> _TASK GOAL_:
Render the material below as a numbered list, one line per item, with blank lines omitted. Leave out every picture.

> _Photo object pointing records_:

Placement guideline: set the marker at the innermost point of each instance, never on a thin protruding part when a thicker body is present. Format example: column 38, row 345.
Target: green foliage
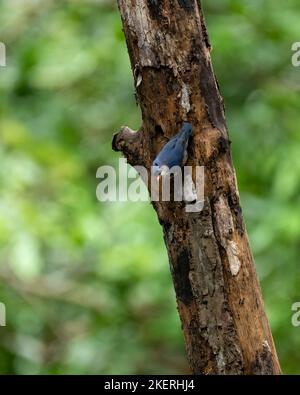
column 87, row 285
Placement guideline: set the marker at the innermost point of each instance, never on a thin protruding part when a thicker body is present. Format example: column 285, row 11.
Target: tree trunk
column 218, row 295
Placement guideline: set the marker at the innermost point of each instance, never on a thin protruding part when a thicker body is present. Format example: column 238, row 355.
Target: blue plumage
column 173, row 153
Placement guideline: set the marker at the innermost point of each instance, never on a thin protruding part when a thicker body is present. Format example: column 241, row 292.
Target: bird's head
column 159, row 171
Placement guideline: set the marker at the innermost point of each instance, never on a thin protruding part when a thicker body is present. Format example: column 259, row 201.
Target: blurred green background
column 86, row 284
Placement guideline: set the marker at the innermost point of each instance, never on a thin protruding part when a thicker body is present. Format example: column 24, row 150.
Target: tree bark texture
column 218, row 294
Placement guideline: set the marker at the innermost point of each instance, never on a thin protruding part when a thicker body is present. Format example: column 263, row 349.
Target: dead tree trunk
column 218, row 295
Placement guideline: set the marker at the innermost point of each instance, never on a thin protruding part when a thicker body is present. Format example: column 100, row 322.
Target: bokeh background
column 86, row 284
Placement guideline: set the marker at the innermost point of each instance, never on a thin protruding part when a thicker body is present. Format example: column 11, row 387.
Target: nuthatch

> _SOLUTION FOR THIS PROBLEM_:
1. Placement guideline: set the marker at the innermost point of each instance, never on a thin protruding part when a thicker body is present. Format example: column 38, row 345.
2. Target: green foliage
3. column 87, row 285
4. Placement guideline: set the marker at the innermost point of each instance, never on a thin protruding part when a thicker body is present. Format example: column 285, row 11.
5. Target: tree trunk
6. column 218, row 295
7. Placement guideline: set the marker at the innermost point of each instance, never on a thin protruding part when a thicker body is present. Format example: column 238, row 355.
8. Target: blue plumage
9. column 173, row 153
10. Placement guideline: set the marker at the innermost point of each instance, never on a thin protruding part when a thicker body is present. Format example: column 241, row 292.
11. Target: bird's head
12. column 159, row 171
13. Placement guideline: set the marker at the innermost point of each instance, never on a thin protruding part when a thicker body is present. Format example: column 259, row 201.
14. Target: blurred green background
15. column 86, row 284
16. Placement guideline: set the marker at the innermost point of each instance, never on a thin protruding part when a thicker body is present. Format example: column 24, row 150.
17. Target: tree bark texture
18. column 218, row 294
19. Placement guideline: set the marker at the innermost point of each instance, never on a thin protruding part when a thicker body is present. Format example: column 263, row 349.
20. Target: dead tree trunk
21. column 218, row 295
22. Placement guideline: set the marker at the innermost point of each instance, never on a thin protruding part when a thicker body is present. Format example: column 100, row 322.
23. Target: bokeh background
24. column 86, row 284
25. Placement guideline: set the marker at the innermost point of each instance, never on a thin protruding part when a thicker body is present. Format example: column 11, row 387.
26. Target: nuthatch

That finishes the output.